## Data in this exercise
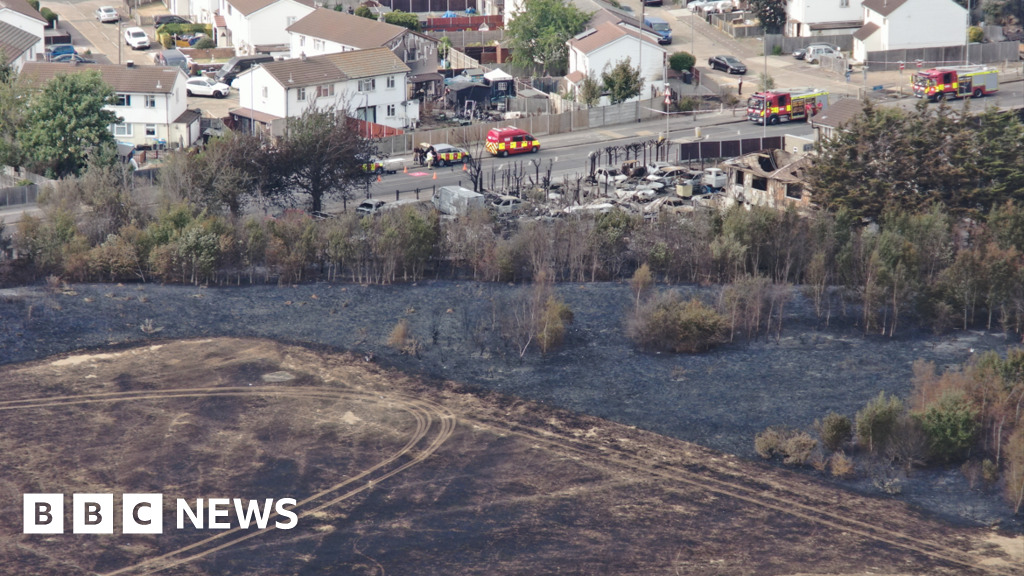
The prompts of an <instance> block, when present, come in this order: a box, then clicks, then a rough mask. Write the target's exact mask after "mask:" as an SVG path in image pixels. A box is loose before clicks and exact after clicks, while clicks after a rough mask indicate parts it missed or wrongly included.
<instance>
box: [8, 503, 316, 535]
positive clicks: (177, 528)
mask: <svg viewBox="0 0 1024 576" xmlns="http://www.w3.org/2000/svg"><path fill="white" fill-rule="evenodd" d="M205 502H206V507H205V508H204V499H203V498H197V499H196V507H195V508H193V506H191V505H190V504H189V503H188V501H187V500H185V499H183V498H178V499H177V503H176V509H177V515H176V517H177V529H178V530H184V528H185V522H186V519H187V522H188V523H189V524H191V525H193V527H194V528H196V529H199V530H204V529H206V530H227V529H229V528H231V523H230V521H229V519H228V517H230V515H231V509H230V507H231V504H232V503H233V504H234V505H233V508H234V516H236V518H237V519H238V521H239V523H238V526H239V528H241V529H243V530H248V529H249V527H250V526H255V527H256V528H258V529H263V528H266V527H267V524H268V523H269V521H270V516H271V515H270V512H271V510H273V511H275V512H276V515H278V516H280V517H281V518H282V519H287V520H285V521H284V522H283V521H276V522H274V523H273V526H274V527H275V528H279V529H281V530H291V529H292V528H295V526H296V525H297V524H298V522H299V517H298V516H296V513H295V512H293V511H292V510H290V509H288V508H286V507H285V506H292V507H294V506H295V499H294V498H282V499H280V500H278V501H276V502H274V501H273V499H272V498H267V499H265V500H264V501H263V507H262V508H260V504H259V501H257V500H249V505H248V507H246V506H243V503H242V499H241V498H232V499H228V498H210V499H208V500H206V501H205ZM63 503H65V500H63V494H25V508H24V510H25V534H63V533H65V516H63ZM121 504H122V510H121V533H122V534H163V533H164V495H163V494H122V496H121ZM204 512H205V513H204ZM114 516H115V509H114V494H74V495H73V496H72V532H73V533H74V534H114Z"/></svg>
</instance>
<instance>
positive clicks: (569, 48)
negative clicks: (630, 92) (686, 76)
mask: <svg viewBox="0 0 1024 576" xmlns="http://www.w3.org/2000/svg"><path fill="white" fill-rule="evenodd" d="M634 31H636V29H635V28H633V27H625V26H618V25H615V24H612V23H610V22H606V23H603V24H600V25H598V26H597V27H596V28H591V29H588V30H586V31H584V32H583V33H582V34H580V35H578V36H577V37H574V38H572V39H571V40H569V41H568V42H567V44H568V46H569V55H568V56H569V73H568V75H567V76H566V78H571V79H575V80H577V82H579V81H582V80H583V78H585V77H587V76H588V75H589V74H591V73H593V74H594V75H595V76H597V77H600V76H601V73H602V72H604V71H605V69H611V68H612V67H614V66H615V65H616V64H617V63H618V61H620V60H622V59H624V58H626V59H629V60H630V66H633V67H636V66H637V61H638V59H639V65H640V78H641V79H642V80H643V88H642V89H641V90H640V95H641V96H643V97H646V96H647V95H649V94H651V93H652V88H657V87H660V86H662V85H663V84H664V82H665V61H666V60H665V58H666V57H667V55H668V51H667V50H666V49H665V48H663V47H662V46H659V45H658V44H657V40H655V39H654V37H653V36H651V35H649V34H646V33H644V34H642V38H643V41H642V42H641V41H640V40H639V39H638V38H637V36H638V34H637V32H634ZM570 81H571V80H570ZM573 83H575V82H573ZM632 99H636V98H632Z"/></svg>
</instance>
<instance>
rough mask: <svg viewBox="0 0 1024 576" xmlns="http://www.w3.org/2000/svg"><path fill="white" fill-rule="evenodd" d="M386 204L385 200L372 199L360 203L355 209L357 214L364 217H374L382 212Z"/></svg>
mask: <svg viewBox="0 0 1024 576" xmlns="http://www.w3.org/2000/svg"><path fill="white" fill-rule="evenodd" d="M384 204H385V202H384V201H383V200H377V199H370V200H364V201H362V202H359V205H358V206H356V207H355V213H356V214H360V215H362V216H372V215H374V214H376V213H378V212H380V211H381V208H383V207H384Z"/></svg>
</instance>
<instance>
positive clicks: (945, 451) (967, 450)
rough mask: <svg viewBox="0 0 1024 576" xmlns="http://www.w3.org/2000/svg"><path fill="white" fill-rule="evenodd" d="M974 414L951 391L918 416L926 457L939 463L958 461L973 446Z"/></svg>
mask: <svg viewBox="0 0 1024 576" xmlns="http://www.w3.org/2000/svg"><path fill="white" fill-rule="evenodd" d="M977 417H978V413H977V411H976V410H975V409H974V408H973V407H972V406H971V403H970V401H969V400H968V399H967V397H966V396H964V393H962V392H959V390H951V392H948V393H946V394H944V395H942V398H940V399H939V401H938V402H937V403H935V404H934V405H932V406H931V407H930V408H929V409H928V410H926V411H925V414H924V415H922V416H921V425H922V428H923V429H924V430H925V435H926V436H927V437H928V448H929V456H930V457H931V458H932V459H934V460H938V461H941V462H948V461H950V460H955V459H958V458H961V457H962V456H963V455H964V454H965V453H966V452H967V451H968V449H970V448H971V447H972V446H973V445H974V441H975V438H976V437H977V434H978V420H977Z"/></svg>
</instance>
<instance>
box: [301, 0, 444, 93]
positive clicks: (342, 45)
mask: <svg viewBox="0 0 1024 576" xmlns="http://www.w3.org/2000/svg"><path fill="white" fill-rule="evenodd" d="M288 33H289V34H290V35H291V56H292V57H293V58H297V57H299V56H300V55H302V54H305V55H306V56H317V55H321V54H333V53H337V52H347V51H351V50H366V49H368V48H379V47H381V46H383V47H386V48H388V49H389V50H391V51H392V52H394V54H395V55H396V56H397V57H398V59H400V60H401V61H403V63H406V66H408V67H409V69H410V74H409V87H408V91H409V93H408V94H407V95H408V97H409V98H413V97H431V96H434V95H435V94H439V93H440V92H439V90H440V87H441V82H442V81H443V78H442V77H441V75H440V74H438V73H437V68H438V65H439V60H438V56H437V43H438V40H437V39H435V38H430V37H429V36H426V35H423V34H419V33H417V32H413V31H412V30H409V29H408V28H404V27H401V26H394V25H391V24H387V23H383V22H379V20H372V19H370V18H365V17H362V16H356V15H352V14H346V13H344V12H337V11H335V10H329V9H327V8H316V9H315V10H314V11H312V12H310V13H309V14H308V15H307V16H305V17H303V18H300V19H299V20H298V22H296V23H295V24H293V25H292V26H290V27H288Z"/></svg>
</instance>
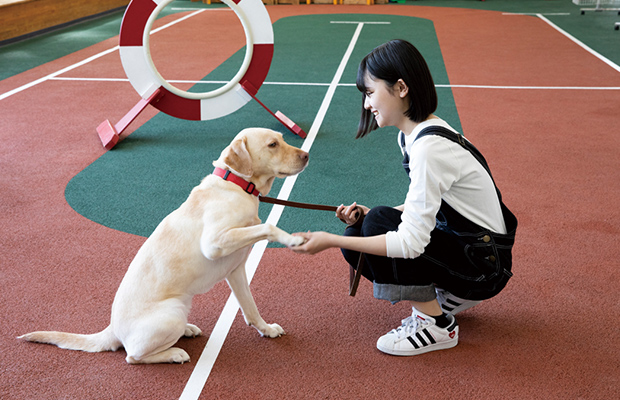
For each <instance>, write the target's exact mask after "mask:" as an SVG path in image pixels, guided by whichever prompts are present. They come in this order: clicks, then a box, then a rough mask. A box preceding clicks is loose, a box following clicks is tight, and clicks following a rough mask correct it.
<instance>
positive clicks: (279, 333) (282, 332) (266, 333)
mask: <svg viewBox="0 0 620 400" xmlns="http://www.w3.org/2000/svg"><path fill="white" fill-rule="evenodd" d="M261 334H262V335H263V336H267V337H270V338H275V337H280V336H282V335H284V334H285V332H284V329H282V327H281V326H280V325H278V324H267V327H266V329H265V330H264V331H263V332H261Z"/></svg>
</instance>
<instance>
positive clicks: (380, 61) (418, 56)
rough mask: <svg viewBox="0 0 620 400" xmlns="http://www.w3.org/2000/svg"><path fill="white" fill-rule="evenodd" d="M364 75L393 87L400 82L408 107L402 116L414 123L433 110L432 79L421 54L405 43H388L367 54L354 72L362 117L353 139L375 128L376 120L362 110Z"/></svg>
mask: <svg viewBox="0 0 620 400" xmlns="http://www.w3.org/2000/svg"><path fill="white" fill-rule="evenodd" d="M366 74H368V75H370V76H371V77H372V78H373V80H383V81H385V83H386V84H387V85H388V86H389V87H393V86H394V85H395V84H396V82H398V80H399V79H402V80H403V81H404V82H405V84H406V85H407V86H408V87H409V108H408V109H407V111H405V115H406V116H407V117H408V118H409V119H410V120H412V121H414V122H418V123H419V122H423V121H425V120H426V119H427V118H428V117H429V115H431V114H432V113H433V112H435V110H436V109H437V91H436V90H435V83H434V82H433V77H432V76H431V72H430V70H429V69H428V65H427V64H426V61H424V58H423V57H422V54H420V52H419V51H418V49H416V48H415V46H413V45H412V44H411V43H409V42H407V41H405V40H400V39H396V40H391V41H389V42H387V43H384V44H382V45H381V46H378V47H376V48H375V49H374V50H373V51H371V52H370V53H368V55H367V56H366V57H364V59H363V60H362V62H361V63H360V66H359V68H358V70H357V80H356V84H357V88H358V89H359V91H360V92H362V116H361V118H360V123H359V126H358V128H357V136H355V138H356V139H358V138H361V137H364V136H366V135H367V134H369V133H370V132H372V131H374V130H375V129H377V127H378V125H377V121H375V118H374V116H373V115H372V113H371V112H370V111H369V110H366V109H365V108H364V102H365V100H366V90H367V88H366V85H365V83H364V78H365V77H366Z"/></svg>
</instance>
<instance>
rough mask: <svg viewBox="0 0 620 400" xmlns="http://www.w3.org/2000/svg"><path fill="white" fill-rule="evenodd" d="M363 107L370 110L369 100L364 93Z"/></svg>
mask: <svg viewBox="0 0 620 400" xmlns="http://www.w3.org/2000/svg"><path fill="white" fill-rule="evenodd" d="M364 108H365V109H366V110H370V101H368V96H366V95H364Z"/></svg>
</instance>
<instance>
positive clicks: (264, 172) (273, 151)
mask: <svg viewBox="0 0 620 400" xmlns="http://www.w3.org/2000/svg"><path fill="white" fill-rule="evenodd" d="M213 165H215V166H217V167H220V168H223V167H225V168H228V169H230V170H232V171H233V172H235V173H236V174H237V175H239V176H241V177H243V178H245V179H247V180H250V181H252V182H254V183H255V184H256V185H257V186H259V184H260V183H261V182H265V183H266V182H270V183H271V182H273V178H275V177H278V178H284V177H287V176H290V175H295V174H298V173H300V172H301V171H303V170H304V168H306V165H308V153H306V152H305V151H303V150H301V149H298V148H297V147H293V146H291V145H289V144H287V143H286V142H285V141H284V139H283V138H282V134H281V133H279V132H275V131H272V130H271V129H264V128H247V129H244V130H242V131H241V132H239V134H238V135H237V136H236V137H235V138H234V139H233V141H232V142H231V144H230V145H229V146H228V147H226V148H225V149H224V150H223V151H222V154H221V155H220V158H219V159H218V160H217V161H215V162H214V163H213ZM261 192H262V191H261Z"/></svg>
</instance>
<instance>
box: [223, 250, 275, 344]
mask: <svg viewBox="0 0 620 400" xmlns="http://www.w3.org/2000/svg"><path fill="white" fill-rule="evenodd" d="M226 281H227V282H228V285H229V286H230V288H231V289H232V291H233V293H234V295H235V297H236V298H237V301H238V302H239V305H240V306H241V311H243V317H244V318H245V322H246V323H247V324H248V325H250V326H253V327H254V328H256V330H257V331H258V332H259V333H260V334H261V336H267V337H270V338H274V337H278V336H282V335H284V329H282V327H280V325H278V324H268V323H266V322H265V320H263V318H262V317H261V316H260V314H259V312H258V308H257V307H256V303H255V302H254V298H253V297H252V293H251V292H250V286H249V284H248V278H247V275H246V273H245V261H244V262H242V263H241V264H240V265H239V266H238V267H237V268H235V269H234V270H233V271H232V272H231V273H230V275H229V276H228V277H227V278H226Z"/></svg>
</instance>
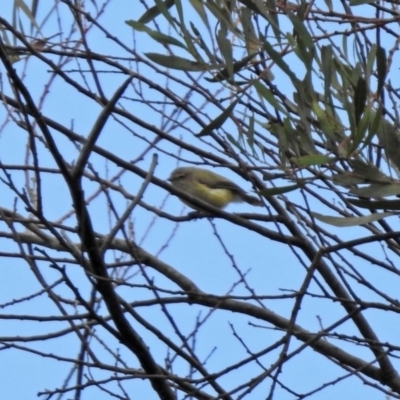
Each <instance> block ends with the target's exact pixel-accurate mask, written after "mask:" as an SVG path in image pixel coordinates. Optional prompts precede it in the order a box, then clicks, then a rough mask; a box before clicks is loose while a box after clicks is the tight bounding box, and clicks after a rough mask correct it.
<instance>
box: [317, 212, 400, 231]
mask: <svg viewBox="0 0 400 400" xmlns="http://www.w3.org/2000/svg"><path fill="white" fill-rule="evenodd" d="M312 215H313V216H314V218H316V219H318V220H320V221H322V222H325V223H326V224H329V225H333V226H337V227H339V228H345V227H349V226H359V225H364V224H369V223H371V222H375V221H379V220H380V219H383V218H386V217H390V216H392V215H395V214H393V213H381V214H370V215H366V216H364V217H345V218H343V217H331V216H329V215H322V214H318V213H315V212H313V213H312Z"/></svg>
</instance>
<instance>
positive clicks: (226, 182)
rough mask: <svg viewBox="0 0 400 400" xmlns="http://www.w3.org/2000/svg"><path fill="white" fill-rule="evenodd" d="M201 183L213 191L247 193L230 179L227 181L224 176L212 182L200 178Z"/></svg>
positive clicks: (239, 186)
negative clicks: (203, 184)
mask: <svg viewBox="0 0 400 400" xmlns="http://www.w3.org/2000/svg"><path fill="white" fill-rule="evenodd" d="M199 182H200V183H202V184H204V185H207V186H208V187H210V188H212V189H229V190H232V191H233V192H236V193H246V192H245V191H244V190H243V189H242V188H241V187H240V186H238V185H236V183H234V182H232V181H230V180H229V179H225V178H224V177H222V176H221V177H220V178H218V179H215V178H214V179H212V180H211V179H210V180H208V179H204V178H200V179H199Z"/></svg>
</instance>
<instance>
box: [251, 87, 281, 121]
mask: <svg viewBox="0 0 400 400" xmlns="http://www.w3.org/2000/svg"><path fill="white" fill-rule="evenodd" d="M253 86H254V87H255V89H256V90H257V93H258V94H259V95H260V96H261V97H262V98H264V99H265V100H267V101H268V103H269V104H271V106H272V107H274V108H275V109H276V110H278V111H280V112H282V113H284V114H286V115H287V111H286V109H284V108H283V107H282V106H281V105H280V104H279V103H278V101H277V100H276V97H275V96H274V95H273V93H272V92H271V90H270V89H269V88H268V87H266V86H265V85H263V84H262V83H261V82H260V81H258V80H254V81H253Z"/></svg>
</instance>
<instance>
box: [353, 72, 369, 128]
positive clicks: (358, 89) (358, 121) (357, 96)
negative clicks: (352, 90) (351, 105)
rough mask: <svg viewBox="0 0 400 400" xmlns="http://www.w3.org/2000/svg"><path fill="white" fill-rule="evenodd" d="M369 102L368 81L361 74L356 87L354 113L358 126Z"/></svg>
mask: <svg viewBox="0 0 400 400" xmlns="http://www.w3.org/2000/svg"><path fill="white" fill-rule="evenodd" d="M366 102H367V82H366V80H365V79H364V78H363V77H362V76H360V77H359V78H358V81H357V85H356V88H355V90H354V114H355V122H356V126H358V124H359V122H360V120H361V116H362V114H363V112H364V109H365V105H366Z"/></svg>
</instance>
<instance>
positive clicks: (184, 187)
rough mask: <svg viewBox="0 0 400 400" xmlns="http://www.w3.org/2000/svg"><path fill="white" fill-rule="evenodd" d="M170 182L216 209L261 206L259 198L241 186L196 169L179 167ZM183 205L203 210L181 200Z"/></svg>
mask: <svg viewBox="0 0 400 400" xmlns="http://www.w3.org/2000/svg"><path fill="white" fill-rule="evenodd" d="M168 181H170V182H171V184H172V185H173V186H174V187H176V188H177V189H179V190H181V191H182V192H186V193H187V194H190V195H191V196H193V197H196V198H197V199H199V200H202V201H204V202H205V203H208V204H210V205H212V206H214V207H217V208H221V209H222V208H224V207H226V206H227V205H228V204H229V203H239V202H246V203H249V204H251V205H253V206H261V205H262V202H261V200H260V199H259V198H257V197H255V196H251V195H250V194H247V193H246V192H245V191H244V190H243V189H242V188H241V187H240V186H238V185H236V183H234V182H232V181H231V180H229V179H227V178H225V177H223V176H221V175H218V174H216V173H215V172H212V171H208V170H207V169H203V168H196V167H179V168H176V169H175V170H174V171H172V173H171V176H170V177H169V178H168ZM181 201H182V202H183V203H185V204H186V205H188V206H189V207H191V208H194V209H195V210H200V211H202V209H201V208H200V207H198V206H196V205H194V204H191V203H190V202H188V201H186V200H183V199H181Z"/></svg>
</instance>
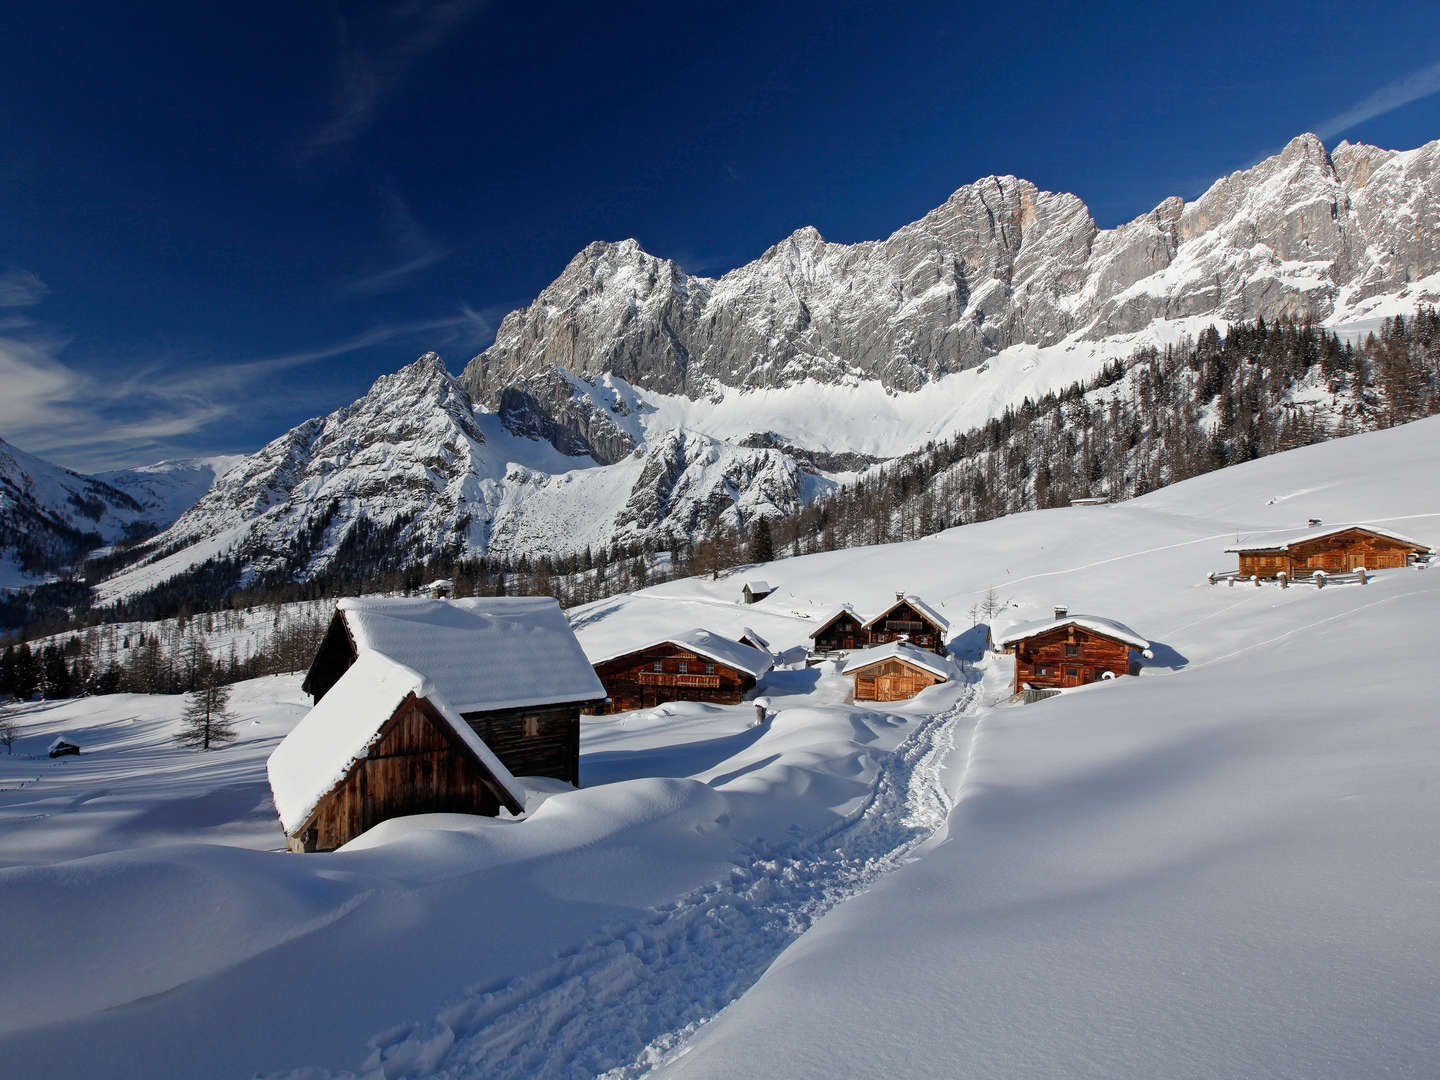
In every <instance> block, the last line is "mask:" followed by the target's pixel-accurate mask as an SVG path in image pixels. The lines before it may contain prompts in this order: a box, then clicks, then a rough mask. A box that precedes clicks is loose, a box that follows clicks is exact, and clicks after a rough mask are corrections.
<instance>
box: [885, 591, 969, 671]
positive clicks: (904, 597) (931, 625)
mask: <svg viewBox="0 0 1440 1080" xmlns="http://www.w3.org/2000/svg"><path fill="white" fill-rule="evenodd" d="M864 626H865V634H867V644H870V645H884V644H886V642H890V641H909V642H910V644H912V645H916V647H917V648H923V649H930V652H936V654H939V655H942V657H943V655H945V638H946V635H948V634H949V632H950V624H949V619H946V618H945V616H943V615H940V613H939V612H937V611H935V608H932V606H929V605H927V603H926V602H924V600H922V599H920V598H919V596H907V595H906V593H903V592H897V593H896V602H894V603H891V605H890V606H888V608H886V609H884V611H883V612H880V613H878V615H877V616H876V618H873V619H870V621H868V622H867V624H865V625H864Z"/></svg>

## How to complete this task
Please count the lines in the material above that contain the string "block", matching case exactly, and reply with only that number.

## Response to this exercise
3